Entries from a dataset:
— start —

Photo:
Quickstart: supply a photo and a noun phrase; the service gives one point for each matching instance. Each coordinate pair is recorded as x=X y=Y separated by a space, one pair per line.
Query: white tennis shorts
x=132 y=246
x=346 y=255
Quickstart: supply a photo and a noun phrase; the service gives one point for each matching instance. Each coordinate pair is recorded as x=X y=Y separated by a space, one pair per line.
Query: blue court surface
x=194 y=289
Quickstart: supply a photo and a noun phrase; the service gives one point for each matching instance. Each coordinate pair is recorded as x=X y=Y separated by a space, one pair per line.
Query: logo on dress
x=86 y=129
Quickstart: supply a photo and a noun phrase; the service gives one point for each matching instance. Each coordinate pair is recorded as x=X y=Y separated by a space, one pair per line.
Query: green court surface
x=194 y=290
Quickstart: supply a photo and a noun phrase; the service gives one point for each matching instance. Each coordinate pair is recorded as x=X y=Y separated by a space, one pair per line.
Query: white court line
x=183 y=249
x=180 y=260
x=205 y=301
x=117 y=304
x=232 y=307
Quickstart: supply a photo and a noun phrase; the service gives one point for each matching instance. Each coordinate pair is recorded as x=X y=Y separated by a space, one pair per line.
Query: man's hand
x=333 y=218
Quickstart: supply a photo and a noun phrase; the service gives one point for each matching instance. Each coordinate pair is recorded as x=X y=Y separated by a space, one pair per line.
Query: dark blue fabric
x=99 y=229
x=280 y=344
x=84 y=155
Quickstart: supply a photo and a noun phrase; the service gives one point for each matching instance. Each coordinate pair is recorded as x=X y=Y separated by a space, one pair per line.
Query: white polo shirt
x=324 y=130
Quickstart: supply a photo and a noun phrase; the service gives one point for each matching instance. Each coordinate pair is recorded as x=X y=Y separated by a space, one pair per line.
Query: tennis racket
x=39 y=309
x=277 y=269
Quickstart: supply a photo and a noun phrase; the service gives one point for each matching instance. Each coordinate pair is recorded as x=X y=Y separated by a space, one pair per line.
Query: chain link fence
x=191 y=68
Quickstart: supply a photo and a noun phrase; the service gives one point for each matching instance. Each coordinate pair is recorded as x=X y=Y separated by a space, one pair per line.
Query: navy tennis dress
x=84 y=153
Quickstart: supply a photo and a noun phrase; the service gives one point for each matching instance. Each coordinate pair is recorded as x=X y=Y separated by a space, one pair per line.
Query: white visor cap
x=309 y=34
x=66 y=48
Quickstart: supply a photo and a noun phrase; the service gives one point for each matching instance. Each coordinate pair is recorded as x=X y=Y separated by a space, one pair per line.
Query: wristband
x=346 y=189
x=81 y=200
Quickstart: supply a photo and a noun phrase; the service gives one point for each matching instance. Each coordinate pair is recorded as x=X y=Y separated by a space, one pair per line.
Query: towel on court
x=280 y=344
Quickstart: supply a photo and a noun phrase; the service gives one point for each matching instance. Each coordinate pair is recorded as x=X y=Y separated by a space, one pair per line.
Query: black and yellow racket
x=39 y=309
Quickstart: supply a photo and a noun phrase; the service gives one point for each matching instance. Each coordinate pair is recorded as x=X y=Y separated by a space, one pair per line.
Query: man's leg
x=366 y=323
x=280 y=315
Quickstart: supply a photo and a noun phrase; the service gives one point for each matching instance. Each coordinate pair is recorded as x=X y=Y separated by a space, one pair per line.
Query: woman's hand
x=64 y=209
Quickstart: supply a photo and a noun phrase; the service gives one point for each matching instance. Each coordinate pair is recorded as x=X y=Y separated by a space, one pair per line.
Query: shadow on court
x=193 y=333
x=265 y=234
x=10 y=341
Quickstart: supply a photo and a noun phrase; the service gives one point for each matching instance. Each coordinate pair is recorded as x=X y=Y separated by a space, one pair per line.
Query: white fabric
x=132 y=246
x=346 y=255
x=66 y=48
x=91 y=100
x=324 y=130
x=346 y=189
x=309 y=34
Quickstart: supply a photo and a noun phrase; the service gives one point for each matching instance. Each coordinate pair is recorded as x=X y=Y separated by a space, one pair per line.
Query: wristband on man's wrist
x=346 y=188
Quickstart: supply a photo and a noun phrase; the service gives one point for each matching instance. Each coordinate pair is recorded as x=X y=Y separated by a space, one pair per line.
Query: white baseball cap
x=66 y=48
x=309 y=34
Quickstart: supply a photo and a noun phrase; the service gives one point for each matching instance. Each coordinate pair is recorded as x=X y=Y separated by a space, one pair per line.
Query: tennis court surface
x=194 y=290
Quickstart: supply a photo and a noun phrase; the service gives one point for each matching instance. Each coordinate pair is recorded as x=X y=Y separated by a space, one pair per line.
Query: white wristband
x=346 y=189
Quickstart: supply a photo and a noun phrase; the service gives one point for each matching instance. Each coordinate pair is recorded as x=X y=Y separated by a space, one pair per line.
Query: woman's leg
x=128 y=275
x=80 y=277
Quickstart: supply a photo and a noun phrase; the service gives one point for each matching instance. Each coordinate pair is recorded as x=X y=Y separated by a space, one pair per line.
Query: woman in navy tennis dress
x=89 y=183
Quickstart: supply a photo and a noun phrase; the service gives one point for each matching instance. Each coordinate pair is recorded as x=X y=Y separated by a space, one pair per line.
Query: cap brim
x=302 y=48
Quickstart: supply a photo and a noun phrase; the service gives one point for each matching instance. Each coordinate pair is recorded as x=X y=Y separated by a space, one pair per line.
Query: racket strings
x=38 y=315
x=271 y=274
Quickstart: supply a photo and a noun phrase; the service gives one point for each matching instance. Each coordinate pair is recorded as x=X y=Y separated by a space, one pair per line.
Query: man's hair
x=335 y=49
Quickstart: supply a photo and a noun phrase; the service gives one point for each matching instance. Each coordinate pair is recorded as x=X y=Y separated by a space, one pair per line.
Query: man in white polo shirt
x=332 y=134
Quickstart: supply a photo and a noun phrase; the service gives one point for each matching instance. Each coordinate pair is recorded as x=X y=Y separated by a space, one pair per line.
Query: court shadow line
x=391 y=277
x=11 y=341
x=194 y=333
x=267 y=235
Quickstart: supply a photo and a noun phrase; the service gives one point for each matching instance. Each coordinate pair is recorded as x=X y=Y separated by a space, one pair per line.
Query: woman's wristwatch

— end —

### WHAT YOU HAVE TO DO
Print out the whole listing exactly as it appears.

### REPLY TO THE EXERCISE
Photo:
Quickstart: supply a photo and a noun phrase; the service gives one point for each matching instance. Each coordinate pair is recorded as x=X y=Y separated by a space, one pair per line.
Query: white tennis shorts
x=132 y=246
x=346 y=255
Quickstart: supply a photo and a noun phrase; the service gives one point for each matching instance. Each coordinate pair is recorded as x=X y=Y separated by a space, one pair per line.
Query: blue court surface
x=194 y=289
Quickstart: supply a photo and a noun phrase; the service gives one point for each matching instance. Each coordinate pair is recorded as x=X y=Y separated by a space, one pair per line.
Query: logo on dress
x=86 y=129
Quickstart: supply a photo and a noun phrase; the service gives one point for each matching instance. Each coordinate pair is recorded as x=X y=Y separated by a space, one pair per line.
Query: green court surface
x=194 y=290
Quickstart: supply a photo and a noun phrase; the service gives one point for each matching instance. Each coordinate pair is recorded as x=X y=Y separated by a space, one pair per line.
Query: white court line
x=183 y=249
x=180 y=260
x=205 y=301
x=117 y=304
x=232 y=307
Quickstart: supply a photo and a noun phrase; the service gives one point for each matching instance. Each coordinate pair is recorded as x=X y=Y separated by a space, one pair per line.
Query: man's hand
x=333 y=218
Quickstart: supply a photo and a noun phrase; the service gives one point for each matching instance. Each coordinate pair is recorded as x=X y=Y separated by a space, one pair per line.
Query: dark blue fabric
x=99 y=229
x=280 y=344
x=84 y=155
Quickstart: supply a photo and a noun phrase; the service gives one point for each matching instance. Each coordinate pair is recorded as x=X y=Y separated by a space, one pair per line.
Query: white polo shirt
x=324 y=130
Quickstart: supply a photo and a noun phrase; the service gives one point for each matching instance. Each coordinate pair is recorded as x=X y=Y separated by a space, one pair per line.
Query: tennis racket
x=39 y=309
x=277 y=269
Quickstart: supply a photo and a noun phrase; the service gives one point for each matching instance. Each coordinate pair is recorded as x=X y=Y separated by a space, one pair per line.
Query: chain link fence
x=191 y=68
Quickstart: supply a photo and a noun phrase; the service gives one point for each matching instance. Each coordinate pair is recorded as x=X y=Y separated by a space, one pair per line.
Query: navy tennis dress
x=84 y=153
Quickstart: supply a photo and a noun phrase; the service gives one point for each matching instance. Each coordinate pair is recorded as x=X y=Y separated by a space, one pair per line.
Query: white visor cap
x=309 y=34
x=66 y=48
Quickstart: supply a photo and a noun phrase; the service gives one point for each matching instance. Each coordinate pair is recorded as x=X y=Y separated by a space, one pair per line.
Query: wristband
x=346 y=189
x=81 y=200
Quickstart: supply a photo and a noun phrase; the service gives one point for each matching instance. Each coordinate pair is recorded as x=X y=Y separated by a space, one pair per line.
Query: towel on court
x=280 y=344
Quickstart: supply a photo and a noun phrase; the service gives one point for each matching instance. Each coordinate pair is recorded as x=X y=Y separated by a space, one pair per line.
Query: black and yellow racket
x=39 y=309
Quickstart: supply a photo and a noun phrase; the service gives one point for each matching instance. Each coordinate pair is recorded as x=X y=Y separated by a space, one pair per line.
Query: man's leg
x=366 y=323
x=280 y=315
Quickstart: supply a photo and a noun phrase; the service gives one point for each matching instance. Each coordinate pair is recorded as x=X y=Y separated by a space, one pair per line.
Query: woman's hand
x=64 y=209
Quickstart: supply a photo and a noun phrase; the service gives one point for each matching instance. Each coordinate pair is recorded as x=X y=Y separated by a space, one pair per line.
Query: shadow on court
x=193 y=333
x=265 y=234
x=10 y=341
Quickstart: supply a photo and a noun phrase; the service gives one point for each matching instance. Each coordinate pair is recorded as x=X y=Y separated by a space, one pair per line.
Query: white fabric
x=132 y=246
x=346 y=255
x=66 y=48
x=91 y=100
x=324 y=130
x=346 y=189
x=309 y=34
Quickstart: supply a photo and a noun phrase; the service gives one point for each matching instance. Each coordinate pair is recorded as x=X y=Y separated by a space, one pair per line.
Query: wristband on man's wrist
x=346 y=188
Quickstart: supply a photo and a noun phrase; the service gives one point for each matching instance. Each coordinate pair is recorded as x=X y=Y separated by a space, one pair per line.
Query: white baseball cap
x=66 y=48
x=309 y=34
Quickstart: supply a photo and a noun phrase; the service gives one point for each matching instance. Each coordinate pair is recorded as x=X y=Y separated by a space, one pair per line.
Query: tennis court surface
x=194 y=290
Quickstart: supply a photo and a noun phrase; the service gives one point for each matching instance. Each coordinate pair is recorded as x=X y=Y separated by a space, one pair per line.
Query: white wristband
x=346 y=189
Quickstart: supply a photo and a noun phrase; the service gives one point for each matching instance. Each coordinate pair is recorded as x=X y=Y separated by a space, one pair per line.
Query: woman's leg
x=128 y=275
x=80 y=277
Quickstart: supply a photo and a noun phrase; the service gives one point for each matching instance. Each coordinate pair is recorded as x=X y=Y separated by a space, one pair per line.
Query: woman in navy tennis dress
x=89 y=183
Quickstart: supply a photo and a noun phrase; the service gives one point for each matching instance. Each coordinate pair is recorded as x=X y=Y separated by a space, one pair per line.
Query: cap brim
x=302 y=48
Quickstart: supply a photo and a noun phrase; the service gives one point for each matching instance. Each coordinate pair is recorded as x=X y=Y separated by a space, one pair per line.
Query: racket strings
x=38 y=315
x=271 y=274
Quickstart: supply a photo and a noun phrase; the service gives one point for each matching instance. Each coordinate pair is recorded as x=X y=Y separated by a space, one pair per line.
Query: man's hair
x=335 y=49
Quickstart: supply a photo and a noun phrase; the service gives one point for each matching instance. Each coordinate pair is recorded as x=X y=Y separated by a space, one pair per line.
Query: man in white polo shirt
x=332 y=134
Quickstart: supply a photo and a noun phrase; the service gives one point for each matching instance. Each coordinate pair is recorded as x=X y=Y separated by a space, one pair per line.
Query: court shadow line
x=391 y=277
x=11 y=341
x=194 y=333
x=267 y=235
Quickstart: supply a photo and a noun phrase; the service gives one point for each matching instance. Each coordinate pair is recorded as x=X y=Y separated by a space, one pair per line.
Query: woman's wristwatch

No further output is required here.